Text ▸
-=-=-=-=-

The author Phoebe Legere (Photo by Valentine Judge)

The author Phoebe Legere (Photo by Valentine Judge)

Singer, composer, performance artist and multi-instrumentalist Phoebe Legere has continually broken new musical ground since her New Wave band Monad formed in 1980. In 2006 Legere founded the New York Underground Museum, an interactive website that presents the work of both renowned and emerging artists. It was Legere’s eclectic talents that earned her an incredible opportunity.

The long-time East Village resident was chosen by David Bowie as the opening act on his 1990 U.S. tour. The gig allowed Legere to watch all of the star’s performances during the tour. Here, Legere recalls the day she met David Bowie in 1990. They rekindled their friendship more than two decades later during a chance meeting on an East Village street.

In 1990 I opened for David Bowie on his national Sound+Vision tour. I got the call from Bowie’s people and they said, “Would you like to open for the national tour?” and I was so astonished. I said, “Yeah, where and when?”

-=-=-=-=-

Short task 1 ▸ Write out the stretch of the text about Phoebe Legere from "The long-time East" through "East Village street." word for word.
Short task 2 ▸ Pick up the account of Phoebe Legere opening for David Bowie after its last sentence and carry it forward.

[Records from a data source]
-=-=-=-=-

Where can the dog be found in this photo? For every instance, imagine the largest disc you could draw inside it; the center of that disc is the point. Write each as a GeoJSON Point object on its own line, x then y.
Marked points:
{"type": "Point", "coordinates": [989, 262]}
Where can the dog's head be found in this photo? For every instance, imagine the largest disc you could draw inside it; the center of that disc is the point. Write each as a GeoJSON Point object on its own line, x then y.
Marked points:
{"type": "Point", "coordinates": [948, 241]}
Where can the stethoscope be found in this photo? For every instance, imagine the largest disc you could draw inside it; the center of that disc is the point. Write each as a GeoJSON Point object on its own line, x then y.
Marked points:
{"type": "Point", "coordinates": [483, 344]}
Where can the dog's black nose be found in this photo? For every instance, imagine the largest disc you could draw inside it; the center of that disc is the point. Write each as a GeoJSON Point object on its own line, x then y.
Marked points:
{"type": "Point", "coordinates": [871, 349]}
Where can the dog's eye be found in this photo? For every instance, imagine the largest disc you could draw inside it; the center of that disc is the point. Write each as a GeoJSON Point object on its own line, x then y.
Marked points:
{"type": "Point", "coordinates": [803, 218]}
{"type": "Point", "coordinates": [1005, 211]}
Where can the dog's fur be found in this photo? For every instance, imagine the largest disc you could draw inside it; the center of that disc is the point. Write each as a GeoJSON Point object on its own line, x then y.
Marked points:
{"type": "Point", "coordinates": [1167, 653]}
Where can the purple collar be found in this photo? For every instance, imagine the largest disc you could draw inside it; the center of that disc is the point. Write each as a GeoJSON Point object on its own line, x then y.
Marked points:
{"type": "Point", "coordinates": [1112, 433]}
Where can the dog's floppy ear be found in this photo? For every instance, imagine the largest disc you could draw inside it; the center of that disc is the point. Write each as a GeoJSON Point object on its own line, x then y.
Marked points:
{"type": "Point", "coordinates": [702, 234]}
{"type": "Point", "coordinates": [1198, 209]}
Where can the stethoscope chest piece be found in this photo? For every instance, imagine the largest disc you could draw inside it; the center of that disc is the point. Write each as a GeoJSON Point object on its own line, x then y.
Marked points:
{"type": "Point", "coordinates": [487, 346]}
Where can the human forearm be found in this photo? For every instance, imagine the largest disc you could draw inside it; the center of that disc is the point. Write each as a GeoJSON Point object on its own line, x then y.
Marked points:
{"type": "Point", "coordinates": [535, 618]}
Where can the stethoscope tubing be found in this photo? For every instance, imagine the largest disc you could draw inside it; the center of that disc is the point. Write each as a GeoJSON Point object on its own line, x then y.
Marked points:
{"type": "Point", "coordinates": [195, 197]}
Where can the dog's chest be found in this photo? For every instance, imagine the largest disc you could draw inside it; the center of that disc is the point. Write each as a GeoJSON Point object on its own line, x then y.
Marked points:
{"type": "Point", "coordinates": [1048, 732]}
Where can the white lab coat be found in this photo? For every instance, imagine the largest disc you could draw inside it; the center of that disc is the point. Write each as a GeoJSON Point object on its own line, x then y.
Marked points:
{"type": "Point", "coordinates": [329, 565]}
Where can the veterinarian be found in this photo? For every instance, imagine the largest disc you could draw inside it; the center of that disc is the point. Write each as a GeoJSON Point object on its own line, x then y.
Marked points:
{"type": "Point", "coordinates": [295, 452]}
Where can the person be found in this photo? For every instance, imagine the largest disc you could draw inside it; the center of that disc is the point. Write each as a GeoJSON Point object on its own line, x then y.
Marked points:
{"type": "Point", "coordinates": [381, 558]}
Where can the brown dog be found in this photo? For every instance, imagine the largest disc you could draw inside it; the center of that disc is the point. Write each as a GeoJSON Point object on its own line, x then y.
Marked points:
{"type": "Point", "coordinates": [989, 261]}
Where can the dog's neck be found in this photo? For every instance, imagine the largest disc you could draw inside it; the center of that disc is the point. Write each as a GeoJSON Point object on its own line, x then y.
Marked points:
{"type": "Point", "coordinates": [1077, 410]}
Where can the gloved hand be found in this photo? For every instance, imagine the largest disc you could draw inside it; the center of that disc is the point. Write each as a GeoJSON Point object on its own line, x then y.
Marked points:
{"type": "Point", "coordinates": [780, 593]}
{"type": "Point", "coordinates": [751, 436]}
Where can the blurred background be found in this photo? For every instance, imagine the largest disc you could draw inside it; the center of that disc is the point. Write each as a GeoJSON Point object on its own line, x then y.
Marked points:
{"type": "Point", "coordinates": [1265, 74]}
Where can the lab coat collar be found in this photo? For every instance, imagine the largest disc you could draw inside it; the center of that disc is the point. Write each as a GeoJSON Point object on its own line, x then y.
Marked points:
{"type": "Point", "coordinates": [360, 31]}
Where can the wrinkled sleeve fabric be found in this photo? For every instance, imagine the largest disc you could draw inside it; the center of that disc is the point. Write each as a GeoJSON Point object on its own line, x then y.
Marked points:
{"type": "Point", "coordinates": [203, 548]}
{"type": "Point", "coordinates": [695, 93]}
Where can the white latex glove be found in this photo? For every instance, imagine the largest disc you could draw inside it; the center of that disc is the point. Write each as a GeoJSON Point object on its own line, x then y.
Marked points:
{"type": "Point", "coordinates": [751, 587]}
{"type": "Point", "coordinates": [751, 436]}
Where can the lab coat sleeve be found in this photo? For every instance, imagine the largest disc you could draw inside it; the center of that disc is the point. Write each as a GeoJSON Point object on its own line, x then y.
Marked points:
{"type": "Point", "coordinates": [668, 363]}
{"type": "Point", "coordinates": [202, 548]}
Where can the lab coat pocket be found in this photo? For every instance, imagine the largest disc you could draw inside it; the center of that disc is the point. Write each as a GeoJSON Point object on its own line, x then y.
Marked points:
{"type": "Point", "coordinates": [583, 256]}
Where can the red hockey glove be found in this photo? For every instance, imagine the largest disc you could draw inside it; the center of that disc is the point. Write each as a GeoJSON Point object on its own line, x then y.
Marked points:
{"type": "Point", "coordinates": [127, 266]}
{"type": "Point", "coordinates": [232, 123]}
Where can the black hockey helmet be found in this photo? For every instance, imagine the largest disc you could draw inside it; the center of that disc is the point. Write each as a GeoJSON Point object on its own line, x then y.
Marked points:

-=-=-=-=-

Output 1 ▸
The long-time East Village resident was chosen by David Bowie as the opening act on his 1990 U.S. tour. The gig allowed Legere to watch all of the star’s performances during the tour. Here, Legere recalls the day she met David Bowie in 1990. They rekindled their friendship more than two decades later during a chance meeting on an East Village street.

Output 2 ▸
The crowds were between 20- and 25,000. There were huge stadiums of people for whom David Bowie was a religion; really, wonderful fans. He paid for a forklift to pick up a white grand piano and set it onto the stage and I would come out and play the piano and sing my songs.

The first two times that I opened, I didn’t meet him. I watched his show but he never came out. The third time a knock came on the dressing room door and in came – David Bowie. And I was standing two inches from him. My bass player, Susie Rakowski, was standing right behind me. He photographs so beautifully but in person, he was so gorgeous that for the first time in my life I fainted. I began to fall backwards. I looked into his eyes, which are very different colors as everyone knows, and I actually lost consciousness. My friend Susie, who was right on the ball all the time, was right behind me and she caught me and pushed me back up. And I came back to this world and we began to talk.

(Sound + Vision tour poster, via Phoebe Legere)

(Sound + Vision tour poster, via Phoebe Legere)

I saw every performance. He was better live than I ever heard him on record. It’s very hard to capture genius on vinyl or plastic. So much is lost. And some nights were better than others. But when Bowie was good – when he was on – he was a shaman. And he was always communicating with that space between life and death. Always a telescope to the beyond. Always.

What struck me about Bowie was his humanity. Bowie, in face-to-face conversation, was so nice. Beautiful manners. So thoughtful. And so interested, always so interested in what I was doing.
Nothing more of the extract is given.